■ **PROBLEM STATEMENT**
Print the records below once again, exactly as they were given.

(Saved entries)

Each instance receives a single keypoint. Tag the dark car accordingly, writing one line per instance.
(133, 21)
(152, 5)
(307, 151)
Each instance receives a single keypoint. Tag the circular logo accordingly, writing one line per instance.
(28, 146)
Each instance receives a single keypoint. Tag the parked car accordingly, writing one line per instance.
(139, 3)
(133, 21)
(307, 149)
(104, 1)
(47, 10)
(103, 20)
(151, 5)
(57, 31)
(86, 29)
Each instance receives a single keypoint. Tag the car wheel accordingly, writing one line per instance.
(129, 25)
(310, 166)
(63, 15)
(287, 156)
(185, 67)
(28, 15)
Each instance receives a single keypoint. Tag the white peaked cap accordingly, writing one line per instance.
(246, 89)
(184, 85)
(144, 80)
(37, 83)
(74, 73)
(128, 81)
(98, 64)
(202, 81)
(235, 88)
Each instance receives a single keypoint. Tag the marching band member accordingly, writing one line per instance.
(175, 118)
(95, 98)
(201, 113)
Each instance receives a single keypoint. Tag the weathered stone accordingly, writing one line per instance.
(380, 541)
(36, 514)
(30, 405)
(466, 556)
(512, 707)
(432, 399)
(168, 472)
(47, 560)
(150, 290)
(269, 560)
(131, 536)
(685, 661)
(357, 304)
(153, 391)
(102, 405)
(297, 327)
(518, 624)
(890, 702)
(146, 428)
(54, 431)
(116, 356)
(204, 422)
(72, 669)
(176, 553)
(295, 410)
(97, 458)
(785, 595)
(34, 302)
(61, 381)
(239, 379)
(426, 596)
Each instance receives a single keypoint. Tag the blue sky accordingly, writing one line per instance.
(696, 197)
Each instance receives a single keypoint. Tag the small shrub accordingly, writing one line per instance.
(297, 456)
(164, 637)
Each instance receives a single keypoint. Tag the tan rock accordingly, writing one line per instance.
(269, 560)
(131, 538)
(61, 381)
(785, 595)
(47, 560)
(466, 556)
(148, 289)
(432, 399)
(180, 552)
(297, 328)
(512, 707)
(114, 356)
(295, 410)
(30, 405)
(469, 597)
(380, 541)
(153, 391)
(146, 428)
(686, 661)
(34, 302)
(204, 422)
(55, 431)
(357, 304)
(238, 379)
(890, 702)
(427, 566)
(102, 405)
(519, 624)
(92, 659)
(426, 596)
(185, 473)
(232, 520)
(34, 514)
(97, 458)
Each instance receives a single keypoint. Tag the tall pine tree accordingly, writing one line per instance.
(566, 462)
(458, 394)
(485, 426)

■ **EXERCISE RESULT**
Each instance receives a single keypoint. Tag the dark car accordingly, writing one line per instance.
(133, 21)
(152, 5)
(307, 151)
Each instance receives a single keypoint. Tag the circular logo accordingly, writing one line per instance.
(28, 146)
Each instance receives a single keypoint. Tag the parked car accordingly, writing one line per instance.
(139, 3)
(133, 21)
(307, 149)
(104, 1)
(47, 10)
(103, 20)
(151, 5)
(57, 31)
(86, 29)
Each instance receives a single keypoint. Tag the car wheel accordingly, writing one line per instance.
(129, 25)
(310, 166)
(63, 15)
(287, 156)
(185, 67)
(28, 15)
Each instance receives a single keypoint. Tag the white peaked cap accordingly, writing one line per instance.
(246, 89)
(184, 85)
(144, 80)
(37, 83)
(74, 73)
(128, 81)
(98, 64)
(202, 81)
(235, 88)
Each instance receives a single keypoint. Tag the marching band member accordingly, writing one line per instance.
(175, 118)
(95, 98)
(201, 113)
Each instance receives a single keypoint. Tag the weathered stone accordingly, writing one line per instance.
(380, 541)
(36, 514)
(30, 405)
(466, 556)
(512, 707)
(432, 399)
(168, 472)
(47, 560)
(150, 290)
(269, 560)
(131, 536)
(685, 661)
(357, 304)
(153, 391)
(102, 405)
(297, 327)
(518, 624)
(890, 702)
(146, 428)
(54, 431)
(116, 356)
(204, 422)
(72, 669)
(176, 553)
(295, 410)
(97, 458)
(785, 595)
(34, 302)
(61, 381)
(239, 379)
(426, 596)
Each instance receives a single keypoint. Tag the blue sky accordingly, writing one line per instance.
(696, 197)
Each instance receives a single keypoint. Tag the small shrub accordingly, writing one line per instance.
(297, 456)
(164, 637)
Each instance receives a single keypoint. Tag the tan rock accordingly, writing one line per instance.
(269, 560)
(131, 538)
(61, 381)
(785, 595)
(47, 560)
(466, 556)
(148, 289)
(432, 399)
(180, 552)
(297, 328)
(512, 707)
(114, 356)
(295, 410)
(30, 405)
(469, 597)
(380, 541)
(153, 391)
(146, 428)
(686, 661)
(34, 302)
(204, 422)
(55, 431)
(357, 304)
(238, 379)
(890, 702)
(427, 566)
(102, 405)
(519, 624)
(92, 659)
(426, 596)
(185, 473)
(232, 520)
(34, 514)
(97, 458)
Each instance receives a single keypoint. Tag the tall pine tree accordingly, writing one line per instance.
(566, 462)
(458, 394)
(485, 426)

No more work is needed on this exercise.